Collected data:
--- start ---
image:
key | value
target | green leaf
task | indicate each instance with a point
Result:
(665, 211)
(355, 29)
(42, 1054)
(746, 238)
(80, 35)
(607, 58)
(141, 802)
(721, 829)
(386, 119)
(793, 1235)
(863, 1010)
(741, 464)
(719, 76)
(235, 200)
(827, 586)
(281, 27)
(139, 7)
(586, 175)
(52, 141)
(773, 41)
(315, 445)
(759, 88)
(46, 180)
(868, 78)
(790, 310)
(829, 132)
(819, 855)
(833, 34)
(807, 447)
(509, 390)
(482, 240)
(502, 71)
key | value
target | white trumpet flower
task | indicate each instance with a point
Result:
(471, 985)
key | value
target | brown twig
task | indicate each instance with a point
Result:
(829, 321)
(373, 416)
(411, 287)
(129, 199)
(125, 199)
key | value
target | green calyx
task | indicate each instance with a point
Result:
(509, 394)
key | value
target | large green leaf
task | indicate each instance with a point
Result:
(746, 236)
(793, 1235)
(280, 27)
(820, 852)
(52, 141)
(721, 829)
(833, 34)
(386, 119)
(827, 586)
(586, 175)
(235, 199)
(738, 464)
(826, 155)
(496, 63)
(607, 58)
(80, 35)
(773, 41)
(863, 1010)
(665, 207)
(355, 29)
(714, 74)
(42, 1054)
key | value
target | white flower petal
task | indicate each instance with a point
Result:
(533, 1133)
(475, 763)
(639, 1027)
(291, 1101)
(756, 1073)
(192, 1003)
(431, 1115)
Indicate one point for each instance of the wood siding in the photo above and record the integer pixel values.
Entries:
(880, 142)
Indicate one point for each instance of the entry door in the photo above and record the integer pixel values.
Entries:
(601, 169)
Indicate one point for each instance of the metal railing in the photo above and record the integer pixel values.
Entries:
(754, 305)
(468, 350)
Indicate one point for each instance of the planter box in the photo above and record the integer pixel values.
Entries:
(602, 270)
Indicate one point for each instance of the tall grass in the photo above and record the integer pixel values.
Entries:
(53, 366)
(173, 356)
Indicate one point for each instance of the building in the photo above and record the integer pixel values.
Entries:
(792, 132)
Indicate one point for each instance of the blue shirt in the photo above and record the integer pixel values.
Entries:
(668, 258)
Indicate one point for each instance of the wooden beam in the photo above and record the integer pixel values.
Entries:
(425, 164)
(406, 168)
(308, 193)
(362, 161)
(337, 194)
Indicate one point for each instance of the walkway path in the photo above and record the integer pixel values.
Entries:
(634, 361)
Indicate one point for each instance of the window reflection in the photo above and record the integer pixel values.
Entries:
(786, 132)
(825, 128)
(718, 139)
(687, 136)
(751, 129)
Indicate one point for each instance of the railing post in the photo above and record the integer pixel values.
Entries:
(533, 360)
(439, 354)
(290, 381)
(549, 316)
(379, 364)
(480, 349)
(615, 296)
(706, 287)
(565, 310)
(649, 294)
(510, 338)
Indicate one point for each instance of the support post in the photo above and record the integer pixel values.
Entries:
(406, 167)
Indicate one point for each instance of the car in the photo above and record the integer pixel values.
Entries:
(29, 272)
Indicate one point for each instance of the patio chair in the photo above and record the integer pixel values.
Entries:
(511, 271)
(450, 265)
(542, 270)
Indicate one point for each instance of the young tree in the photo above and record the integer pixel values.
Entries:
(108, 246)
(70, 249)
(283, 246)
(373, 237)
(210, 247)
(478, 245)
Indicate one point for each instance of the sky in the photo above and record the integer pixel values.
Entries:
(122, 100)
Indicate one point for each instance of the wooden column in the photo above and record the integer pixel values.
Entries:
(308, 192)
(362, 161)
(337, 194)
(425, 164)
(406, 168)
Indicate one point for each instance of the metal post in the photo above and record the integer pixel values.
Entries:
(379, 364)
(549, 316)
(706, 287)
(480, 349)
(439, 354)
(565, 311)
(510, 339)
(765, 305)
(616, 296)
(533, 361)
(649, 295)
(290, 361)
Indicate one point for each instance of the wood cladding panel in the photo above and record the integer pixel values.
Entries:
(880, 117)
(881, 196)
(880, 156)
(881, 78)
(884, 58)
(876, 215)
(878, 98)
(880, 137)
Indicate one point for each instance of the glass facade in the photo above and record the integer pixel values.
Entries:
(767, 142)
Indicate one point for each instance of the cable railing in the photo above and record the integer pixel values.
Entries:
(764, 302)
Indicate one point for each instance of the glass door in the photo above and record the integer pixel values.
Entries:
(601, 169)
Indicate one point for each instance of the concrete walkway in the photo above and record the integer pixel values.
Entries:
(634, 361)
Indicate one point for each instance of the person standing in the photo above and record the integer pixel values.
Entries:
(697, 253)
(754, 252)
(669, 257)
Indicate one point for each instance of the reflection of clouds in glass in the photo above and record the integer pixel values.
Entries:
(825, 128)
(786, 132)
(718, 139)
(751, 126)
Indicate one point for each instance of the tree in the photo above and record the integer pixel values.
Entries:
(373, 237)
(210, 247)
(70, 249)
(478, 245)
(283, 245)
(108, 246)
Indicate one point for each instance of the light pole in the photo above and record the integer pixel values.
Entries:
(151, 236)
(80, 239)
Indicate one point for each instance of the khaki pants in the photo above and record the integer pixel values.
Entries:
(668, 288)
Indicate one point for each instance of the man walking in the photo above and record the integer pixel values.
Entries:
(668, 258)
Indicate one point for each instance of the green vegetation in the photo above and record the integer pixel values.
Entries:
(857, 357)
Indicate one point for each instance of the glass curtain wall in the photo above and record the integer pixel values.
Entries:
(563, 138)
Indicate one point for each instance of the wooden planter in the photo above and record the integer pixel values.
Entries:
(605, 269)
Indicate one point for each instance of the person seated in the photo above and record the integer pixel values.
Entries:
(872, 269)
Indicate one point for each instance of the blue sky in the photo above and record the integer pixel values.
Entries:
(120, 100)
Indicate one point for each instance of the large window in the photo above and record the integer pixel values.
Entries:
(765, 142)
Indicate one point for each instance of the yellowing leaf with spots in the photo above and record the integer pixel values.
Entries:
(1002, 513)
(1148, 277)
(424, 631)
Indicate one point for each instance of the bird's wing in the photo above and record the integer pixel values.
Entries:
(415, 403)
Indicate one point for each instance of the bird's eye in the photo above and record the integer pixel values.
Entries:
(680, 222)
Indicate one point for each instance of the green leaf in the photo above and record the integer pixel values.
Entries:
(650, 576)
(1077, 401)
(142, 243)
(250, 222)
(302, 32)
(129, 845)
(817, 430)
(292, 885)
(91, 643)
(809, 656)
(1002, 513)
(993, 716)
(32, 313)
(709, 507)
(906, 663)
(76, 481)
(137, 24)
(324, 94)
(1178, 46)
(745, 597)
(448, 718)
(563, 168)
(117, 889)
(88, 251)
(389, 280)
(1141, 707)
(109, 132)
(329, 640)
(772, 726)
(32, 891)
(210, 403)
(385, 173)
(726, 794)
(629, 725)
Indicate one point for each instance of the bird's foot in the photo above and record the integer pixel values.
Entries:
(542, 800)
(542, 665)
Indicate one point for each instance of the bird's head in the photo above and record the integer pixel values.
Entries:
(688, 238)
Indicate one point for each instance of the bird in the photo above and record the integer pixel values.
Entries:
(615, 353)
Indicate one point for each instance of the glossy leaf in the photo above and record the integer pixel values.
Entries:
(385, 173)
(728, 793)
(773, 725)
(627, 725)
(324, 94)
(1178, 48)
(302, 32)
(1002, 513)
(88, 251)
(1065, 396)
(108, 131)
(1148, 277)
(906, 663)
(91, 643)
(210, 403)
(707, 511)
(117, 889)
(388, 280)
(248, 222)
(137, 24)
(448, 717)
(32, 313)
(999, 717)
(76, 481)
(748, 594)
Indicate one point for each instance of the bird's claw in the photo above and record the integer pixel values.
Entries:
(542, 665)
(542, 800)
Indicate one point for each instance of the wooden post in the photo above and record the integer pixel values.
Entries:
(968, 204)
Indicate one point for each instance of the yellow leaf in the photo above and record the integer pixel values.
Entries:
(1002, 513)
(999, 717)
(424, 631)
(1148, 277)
--- end ---
Retype nothing except the lines from the line holding "Indicate one point for each instance of the bird's claw" through the last line of the entries, both included.

Indicate one point for each instance of the bird's claw in the photo above and record the integer pixel values.
Entries:
(542, 665)
(542, 800)
Indicate one point for each instance of the wooden post in the photo above and record the integer pixel values.
Entries:
(968, 204)
Indicate one point for each instance of the yellow leaf in the photo above and record the integer pixel values.
Entries:
(1002, 513)
(999, 717)
(424, 631)
(1148, 277)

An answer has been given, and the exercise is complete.